> [Your assignment]:
Nothing in the data may be omitted; output it all verbatim.

Recorded data
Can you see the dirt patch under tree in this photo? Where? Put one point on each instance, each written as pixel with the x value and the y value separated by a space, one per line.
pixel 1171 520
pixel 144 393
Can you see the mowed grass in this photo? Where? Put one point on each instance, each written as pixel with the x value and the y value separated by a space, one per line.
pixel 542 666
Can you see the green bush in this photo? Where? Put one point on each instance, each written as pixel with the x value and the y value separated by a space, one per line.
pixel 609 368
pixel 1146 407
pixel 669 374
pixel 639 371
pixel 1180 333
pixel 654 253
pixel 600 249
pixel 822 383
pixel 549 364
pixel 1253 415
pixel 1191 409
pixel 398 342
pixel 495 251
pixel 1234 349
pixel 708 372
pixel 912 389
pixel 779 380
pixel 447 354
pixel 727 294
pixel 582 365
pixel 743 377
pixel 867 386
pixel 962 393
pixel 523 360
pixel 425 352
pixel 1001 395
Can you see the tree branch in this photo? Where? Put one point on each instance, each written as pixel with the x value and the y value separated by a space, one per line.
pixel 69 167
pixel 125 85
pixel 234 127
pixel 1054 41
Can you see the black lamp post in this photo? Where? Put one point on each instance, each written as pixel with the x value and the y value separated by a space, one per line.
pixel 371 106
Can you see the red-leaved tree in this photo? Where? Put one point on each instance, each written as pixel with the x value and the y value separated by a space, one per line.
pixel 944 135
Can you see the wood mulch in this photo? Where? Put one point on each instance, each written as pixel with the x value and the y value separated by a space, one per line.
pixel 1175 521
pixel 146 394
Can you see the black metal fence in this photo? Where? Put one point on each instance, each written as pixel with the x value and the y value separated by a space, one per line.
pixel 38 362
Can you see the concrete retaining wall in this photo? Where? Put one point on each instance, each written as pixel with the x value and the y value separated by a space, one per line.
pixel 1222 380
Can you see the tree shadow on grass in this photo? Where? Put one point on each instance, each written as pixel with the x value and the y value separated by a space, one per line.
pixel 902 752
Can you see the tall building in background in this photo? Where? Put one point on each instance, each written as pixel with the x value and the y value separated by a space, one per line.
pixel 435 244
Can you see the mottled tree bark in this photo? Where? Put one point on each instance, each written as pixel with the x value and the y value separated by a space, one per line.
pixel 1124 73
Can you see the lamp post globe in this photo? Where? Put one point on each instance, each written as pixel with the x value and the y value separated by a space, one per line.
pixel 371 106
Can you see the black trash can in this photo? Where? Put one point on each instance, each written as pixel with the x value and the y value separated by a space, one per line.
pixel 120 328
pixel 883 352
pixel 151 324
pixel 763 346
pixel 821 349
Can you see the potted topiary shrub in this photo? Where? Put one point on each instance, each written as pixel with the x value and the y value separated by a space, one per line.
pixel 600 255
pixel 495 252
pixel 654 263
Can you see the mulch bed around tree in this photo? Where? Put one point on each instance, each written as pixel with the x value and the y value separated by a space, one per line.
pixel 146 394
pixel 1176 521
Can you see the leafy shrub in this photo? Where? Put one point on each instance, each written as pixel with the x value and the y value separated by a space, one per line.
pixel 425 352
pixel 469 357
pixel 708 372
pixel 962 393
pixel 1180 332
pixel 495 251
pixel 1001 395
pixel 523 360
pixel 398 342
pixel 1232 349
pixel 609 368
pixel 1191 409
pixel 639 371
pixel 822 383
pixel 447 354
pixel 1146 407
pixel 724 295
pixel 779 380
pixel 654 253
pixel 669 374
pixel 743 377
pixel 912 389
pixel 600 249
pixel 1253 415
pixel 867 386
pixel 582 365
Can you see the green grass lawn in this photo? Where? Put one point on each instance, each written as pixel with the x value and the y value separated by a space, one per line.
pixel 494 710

> [Response to this task]:
Can you see the dirt patch under tree in this photo? Where? Put one point on each instance, each written as pixel with the x value and the y value separated by a space, one per line.
pixel 1171 520
pixel 144 393
Can you see the mowed grass in this photo? Where? Put one point on each instance, each written as pixel with the x value and the y value separated by a space, one per line.
pixel 542 666
Can you see the green bush in this photo? Where? Put one point on each instance, each written as pixel with the x value and the y value separated by a space, one per line.
pixel 609 368
pixel 1146 407
pixel 669 374
pixel 639 371
pixel 1180 333
pixel 654 253
pixel 600 249
pixel 822 383
pixel 549 364
pixel 1253 415
pixel 1191 409
pixel 398 342
pixel 495 251
pixel 1234 349
pixel 708 372
pixel 912 389
pixel 779 380
pixel 447 354
pixel 727 294
pixel 582 365
pixel 743 377
pixel 867 386
pixel 962 393
pixel 523 360
pixel 425 352
pixel 1001 395
Can you see the tree branch in this photo? Where? Put one point on each instance, each written as pixel with the x value and the y value separated by a space, one per line.
pixel 69 167
pixel 125 85
pixel 234 127
pixel 1054 41
Can you see the black lamp post in this photo? Where? Put one point on each instance, each written as pixel with the x value and the y value separated by a space, one per line.
pixel 371 106
Can you see the red-leaved tree in this photo? Where? Put one point on each instance, each written as pixel with the x value and the y value separated by a space, one per line.
pixel 944 135
Can you see the wood mulch in this photo? Where? Put one point on each instance, each written as pixel with the x value and the y value separated by a space, one per line.
pixel 1175 521
pixel 146 394
Can you see the black metal fence in this photo? Where? Put one point on each instance, each written as pixel with the x value and the y value separated by a space, one per line.
pixel 38 362
Can you see the concrete retaining wall in this photo? Where? Put one point on each instance, each written as pixel with the x value and the y value separated by a space, one per line.
pixel 1222 380
Can you see the tree shadow on grass in this photo? Where? Put one point on each instance, each written as pixel with the x value and the y value separated by a space, one per line.
pixel 902 752
Can you see the tall building in background in this photo? Where? Put one point on each instance, each written as pixel with the x value and the y value separated by a space, one per line.
pixel 435 244
Can you see the mottled tree bark in this photo? Where? Put one point on each instance, each written as pixel with the x value and the y value separated by a space, one per line.
pixel 1124 73
Can you see the lamp post globe in this photo? Where? Put one point on each instance, each written as pixel with the x value and the y value separated by a space, one per line.
pixel 371 106
Can you see the black trash can in this photo? Where? Put one point on each instance, each written as pixel with the x value and the y value separated by a space, one per line.
pixel 120 328
pixel 883 352
pixel 151 324
pixel 763 346
pixel 821 349
Can you see the potted topiary shrub in this photo? Where? Put one point on each instance, each written as pixel with the x value and the y value separated by a space, one per line.
pixel 600 255
pixel 495 252
pixel 654 263
Can you see the mulch bed around tree in this photo? Where? Put one point on each instance, each written as pixel with the x value and the y value separated by a space, one per line.
pixel 146 394
pixel 1176 521
Can you see the leafy shrub in this photo? Where? Put one point on each instance, each written as pixel with the x value and the y value separated by a space, one per line.
pixel 425 352
pixel 469 357
pixel 708 372
pixel 962 393
pixel 1180 332
pixel 495 251
pixel 1001 395
pixel 523 360
pixel 398 342
pixel 1232 349
pixel 609 368
pixel 1191 409
pixel 639 371
pixel 822 383
pixel 447 354
pixel 1146 407
pixel 724 295
pixel 779 380
pixel 654 253
pixel 669 374
pixel 743 377
pixel 912 389
pixel 600 249
pixel 1253 415
pixel 867 386
pixel 582 365
Can you see the green grass lawn in this photo? Where? Put one point on each instance, each written as pixel with the x value and the y value separated by a space, one per line.
pixel 494 710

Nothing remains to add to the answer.